Reproduce the entire listing below word for word, keeping every line and number unchanged.
____
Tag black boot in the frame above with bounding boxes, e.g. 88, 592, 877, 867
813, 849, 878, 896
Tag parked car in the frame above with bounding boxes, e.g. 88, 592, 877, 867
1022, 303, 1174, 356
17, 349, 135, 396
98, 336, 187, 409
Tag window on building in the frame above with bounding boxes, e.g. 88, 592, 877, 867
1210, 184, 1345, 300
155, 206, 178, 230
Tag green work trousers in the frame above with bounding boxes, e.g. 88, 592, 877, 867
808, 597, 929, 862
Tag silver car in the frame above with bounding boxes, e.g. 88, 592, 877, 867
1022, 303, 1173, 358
____
— PROBLEM SOLUTION —
Tag black boot in the frame above with bounding boxes, e.g. 88, 592, 877, 867
813, 849, 878, 896
Tag parked car in the frame above with bounding boxes, e.g. 88, 592, 877, 867
1022, 303, 1174, 356
17, 349, 135, 396
98, 336, 187, 409
Tag window on building in the frame above with bounding boxes, e.g. 88, 592, 877, 867
1210, 184, 1345, 300
155, 206, 178, 230
Tag green work trousers in the frame above with bounding boxes, e.g. 88, 592, 877, 867
808, 597, 929, 862
Tag silver car in the frame above with bounding boxes, e.g. 88, 592, 877, 867
1022, 303, 1173, 358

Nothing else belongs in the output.